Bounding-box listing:
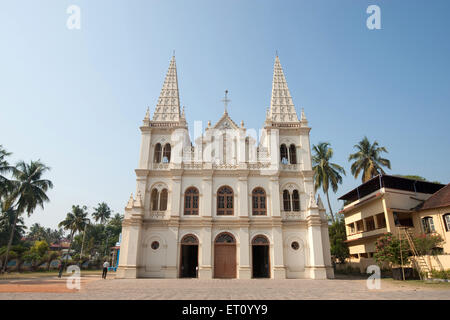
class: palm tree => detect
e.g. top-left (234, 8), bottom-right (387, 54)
top-left (312, 142), bottom-right (345, 222)
top-left (0, 201), bottom-right (27, 248)
top-left (0, 145), bottom-right (14, 198)
top-left (92, 202), bottom-right (111, 224)
top-left (2, 160), bottom-right (53, 272)
top-left (58, 205), bottom-right (90, 270)
top-left (348, 137), bottom-right (391, 183)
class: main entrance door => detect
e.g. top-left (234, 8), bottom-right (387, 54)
top-left (180, 234), bottom-right (198, 278)
top-left (214, 233), bottom-right (236, 278)
top-left (252, 235), bottom-right (270, 278)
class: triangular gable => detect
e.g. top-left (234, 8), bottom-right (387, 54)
top-left (213, 112), bottom-right (239, 130)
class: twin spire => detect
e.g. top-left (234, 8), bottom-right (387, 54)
top-left (268, 55), bottom-right (298, 122)
top-left (152, 55), bottom-right (181, 122)
top-left (148, 55), bottom-right (306, 123)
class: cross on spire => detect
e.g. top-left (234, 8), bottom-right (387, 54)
top-left (222, 90), bottom-right (231, 113)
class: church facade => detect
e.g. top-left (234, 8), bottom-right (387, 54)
top-left (117, 56), bottom-right (334, 279)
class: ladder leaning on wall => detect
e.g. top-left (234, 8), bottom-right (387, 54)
top-left (398, 227), bottom-right (431, 280)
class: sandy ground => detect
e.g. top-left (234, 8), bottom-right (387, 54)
top-left (0, 274), bottom-right (450, 300)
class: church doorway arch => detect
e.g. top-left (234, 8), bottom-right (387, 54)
top-left (214, 232), bottom-right (236, 279)
top-left (252, 235), bottom-right (270, 278)
top-left (180, 234), bottom-right (198, 278)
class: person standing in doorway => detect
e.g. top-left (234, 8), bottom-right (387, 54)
top-left (58, 260), bottom-right (64, 278)
top-left (102, 261), bottom-right (109, 279)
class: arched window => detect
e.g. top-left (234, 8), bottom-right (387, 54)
top-left (443, 213), bottom-right (450, 232)
top-left (217, 186), bottom-right (234, 216)
top-left (163, 143), bottom-right (171, 163)
top-left (159, 189), bottom-right (168, 211)
top-left (252, 188), bottom-right (267, 216)
top-left (422, 217), bottom-right (436, 233)
top-left (184, 187), bottom-right (198, 215)
top-left (252, 235), bottom-right (269, 246)
top-left (289, 144), bottom-right (297, 164)
top-left (215, 233), bottom-right (236, 243)
top-left (280, 143), bottom-right (289, 164)
top-left (181, 234), bottom-right (198, 245)
top-left (292, 190), bottom-right (300, 211)
top-left (151, 189), bottom-right (158, 211)
top-left (155, 143), bottom-right (161, 163)
top-left (283, 190), bottom-right (291, 211)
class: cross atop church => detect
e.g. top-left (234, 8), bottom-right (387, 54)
top-left (222, 90), bottom-right (231, 113)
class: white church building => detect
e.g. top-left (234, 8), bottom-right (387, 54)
top-left (117, 56), bottom-right (334, 279)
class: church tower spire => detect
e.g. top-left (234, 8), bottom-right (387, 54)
top-left (268, 55), bottom-right (298, 122)
top-left (152, 55), bottom-right (181, 122)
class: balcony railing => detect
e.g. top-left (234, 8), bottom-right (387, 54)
top-left (281, 211), bottom-right (306, 220)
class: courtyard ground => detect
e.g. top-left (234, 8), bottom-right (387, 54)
top-left (0, 273), bottom-right (450, 300)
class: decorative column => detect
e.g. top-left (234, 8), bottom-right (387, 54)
top-left (305, 192), bottom-right (327, 279)
top-left (239, 225), bottom-right (252, 279)
top-left (271, 224), bottom-right (286, 279)
top-left (138, 109), bottom-right (152, 169)
top-left (198, 170), bottom-right (213, 279)
top-left (116, 193), bottom-right (143, 279)
top-left (169, 176), bottom-right (181, 217)
top-left (269, 176), bottom-right (281, 219)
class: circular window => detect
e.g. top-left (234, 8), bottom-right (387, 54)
top-left (150, 241), bottom-right (159, 250)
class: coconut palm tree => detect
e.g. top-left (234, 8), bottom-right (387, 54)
top-left (0, 145), bottom-right (14, 198)
top-left (348, 137), bottom-right (391, 183)
top-left (2, 160), bottom-right (53, 272)
top-left (0, 201), bottom-right (27, 246)
top-left (312, 142), bottom-right (345, 222)
top-left (58, 205), bottom-right (90, 270)
top-left (92, 202), bottom-right (111, 224)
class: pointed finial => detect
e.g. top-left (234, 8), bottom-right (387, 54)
top-left (222, 90), bottom-right (231, 114)
top-left (309, 192), bottom-right (317, 208)
top-left (133, 190), bottom-right (142, 208)
top-left (126, 193), bottom-right (134, 209)
top-left (300, 108), bottom-right (306, 121)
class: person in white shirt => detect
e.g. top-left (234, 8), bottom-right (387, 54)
top-left (102, 261), bottom-right (109, 279)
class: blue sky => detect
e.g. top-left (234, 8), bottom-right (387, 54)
top-left (0, 0), bottom-right (450, 227)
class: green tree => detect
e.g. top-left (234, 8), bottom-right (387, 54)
top-left (3, 160), bottom-right (53, 272)
top-left (348, 137), bottom-right (391, 183)
top-left (0, 145), bottom-right (14, 195)
top-left (0, 243), bottom-right (30, 272)
top-left (58, 205), bottom-right (90, 264)
top-left (0, 201), bottom-right (27, 246)
top-left (27, 223), bottom-right (48, 242)
top-left (312, 142), bottom-right (345, 222)
top-left (92, 202), bottom-right (111, 224)
top-left (328, 215), bottom-right (350, 263)
top-left (23, 240), bottom-right (48, 270)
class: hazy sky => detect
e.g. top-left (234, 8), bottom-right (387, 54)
top-left (0, 0), bottom-right (450, 227)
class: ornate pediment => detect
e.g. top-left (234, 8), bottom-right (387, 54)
top-left (213, 112), bottom-right (239, 130)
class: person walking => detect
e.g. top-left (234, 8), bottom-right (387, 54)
top-left (102, 261), bottom-right (109, 279)
top-left (58, 261), bottom-right (64, 278)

**Task statement:**
Render the entire listing above as a two-column CSV with the headers detection_label and bounding_boxes. Give one row for each class line with its text and its boxes, each in a single quoted field with line breaks replaced by spaces, and omit the pictures.

**Written answer:**
detection_label,bounding_boxes
"class: palm tree => detect e.g. top-left (234, 8), bottom-right (387, 54)","top-left (312, 142), bottom-right (345, 222) top-left (0, 201), bottom-right (27, 248) top-left (0, 145), bottom-right (14, 198) top-left (92, 202), bottom-right (111, 224) top-left (2, 160), bottom-right (53, 272) top-left (58, 205), bottom-right (90, 270) top-left (348, 137), bottom-right (391, 183)"
"class: main entrance door => detect e.g. top-left (234, 8), bottom-right (387, 54)","top-left (180, 234), bottom-right (198, 278) top-left (214, 233), bottom-right (236, 278) top-left (252, 235), bottom-right (270, 278)"
"class: triangular gable => detect e.g. top-left (234, 8), bottom-right (387, 54)","top-left (213, 112), bottom-right (239, 130)"
"class: twin spire => detect e.g. top-left (234, 8), bottom-right (387, 54)","top-left (268, 55), bottom-right (298, 122) top-left (152, 55), bottom-right (181, 122) top-left (148, 55), bottom-right (306, 123)"
"class: cross on spire => detect e.g. top-left (234, 8), bottom-right (387, 54)","top-left (222, 90), bottom-right (231, 113)"
"class: church facade => detect e.g. top-left (234, 8), bottom-right (387, 54)","top-left (117, 56), bottom-right (334, 279)"
"class: ladder leaning on wall => detect e.g. top-left (234, 8), bottom-right (387, 54)","top-left (398, 227), bottom-right (431, 280)"
"class: sandy ground => detect e.g. top-left (234, 8), bottom-right (387, 54)","top-left (0, 274), bottom-right (450, 300)"
"class: church doorway arch => detect e.g. top-left (234, 8), bottom-right (387, 54)","top-left (214, 232), bottom-right (236, 279) top-left (252, 235), bottom-right (270, 278) top-left (180, 234), bottom-right (198, 278)"
"class: person standing in doorway => detect e.g. top-left (234, 8), bottom-right (387, 54)","top-left (58, 260), bottom-right (64, 278) top-left (102, 261), bottom-right (109, 279)"
"class: arched window => detect e.g. top-left (234, 8), bottom-right (387, 54)","top-left (443, 213), bottom-right (450, 232) top-left (217, 186), bottom-right (234, 216) top-left (163, 143), bottom-right (171, 163) top-left (159, 189), bottom-right (168, 211) top-left (252, 188), bottom-right (267, 216) top-left (422, 217), bottom-right (436, 233) top-left (184, 187), bottom-right (198, 215) top-left (252, 235), bottom-right (269, 246) top-left (289, 144), bottom-right (297, 164) top-left (215, 233), bottom-right (236, 243) top-left (280, 143), bottom-right (289, 164) top-left (181, 234), bottom-right (198, 245) top-left (292, 190), bottom-right (300, 211) top-left (151, 189), bottom-right (158, 211) top-left (155, 143), bottom-right (161, 163) top-left (283, 190), bottom-right (291, 211)"
"class: cross atop church => detect e.g. top-left (234, 8), bottom-right (387, 54)","top-left (222, 90), bottom-right (231, 113)"
"class: white church building => detect e.g. top-left (234, 8), bottom-right (387, 54)","top-left (117, 56), bottom-right (334, 279)"
"class: church tower spire => detect e.g. top-left (234, 8), bottom-right (387, 54)","top-left (268, 55), bottom-right (298, 122) top-left (152, 55), bottom-right (181, 122)"
"class: balcony railing => detect e.g. top-left (234, 8), bottom-right (387, 54)","top-left (281, 211), bottom-right (306, 220)"
"class: courtyard ground => detect e.g. top-left (234, 8), bottom-right (387, 54)","top-left (0, 273), bottom-right (450, 300)"
"class: decorative column => detect e.g. top-left (234, 8), bottom-right (387, 54)","top-left (305, 192), bottom-right (327, 279) top-left (239, 225), bottom-right (252, 279) top-left (271, 224), bottom-right (286, 279) top-left (138, 109), bottom-right (152, 169) top-left (198, 170), bottom-right (213, 279) top-left (116, 193), bottom-right (143, 279) top-left (169, 176), bottom-right (181, 217) top-left (269, 176), bottom-right (281, 219)"
"class: circular window => detect e.g. top-left (234, 8), bottom-right (387, 54)","top-left (150, 241), bottom-right (159, 250)"
"class: coconut palm tree => detect e.g. top-left (234, 8), bottom-right (387, 54)","top-left (0, 145), bottom-right (14, 198) top-left (348, 137), bottom-right (391, 183) top-left (2, 160), bottom-right (53, 272) top-left (0, 201), bottom-right (27, 246) top-left (312, 142), bottom-right (345, 222) top-left (58, 205), bottom-right (90, 270) top-left (92, 202), bottom-right (111, 224)"
"class: pointed finial => detect e.g. top-left (234, 8), bottom-right (387, 54)","top-left (222, 90), bottom-right (231, 114) top-left (309, 192), bottom-right (317, 208) top-left (133, 190), bottom-right (142, 208) top-left (126, 193), bottom-right (134, 209) top-left (300, 108), bottom-right (306, 121)"
"class: person in white shirt => detect e.g. top-left (234, 8), bottom-right (387, 54)","top-left (102, 261), bottom-right (109, 279)"
"class: blue sky => detect e.g. top-left (234, 8), bottom-right (387, 54)","top-left (0, 0), bottom-right (450, 227)"
"class: green tree => detect e.g. top-left (234, 8), bottom-right (387, 54)","top-left (3, 160), bottom-right (53, 272) top-left (348, 137), bottom-right (391, 183) top-left (0, 145), bottom-right (14, 195) top-left (0, 243), bottom-right (30, 272) top-left (58, 205), bottom-right (90, 264) top-left (0, 201), bottom-right (27, 246) top-left (27, 223), bottom-right (48, 242) top-left (312, 142), bottom-right (345, 222) top-left (92, 202), bottom-right (111, 224) top-left (328, 215), bottom-right (350, 263) top-left (23, 240), bottom-right (48, 270)"
"class: hazy sky => detect e.g. top-left (234, 8), bottom-right (387, 54)","top-left (0, 0), bottom-right (450, 227)"
"class: ornate pediment => detect e.g. top-left (234, 8), bottom-right (387, 54)","top-left (213, 112), bottom-right (239, 130)"
"class: person walking => detect e.g. top-left (234, 8), bottom-right (387, 54)","top-left (102, 261), bottom-right (109, 279) top-left (58, 261), bottom-right (64, 278)"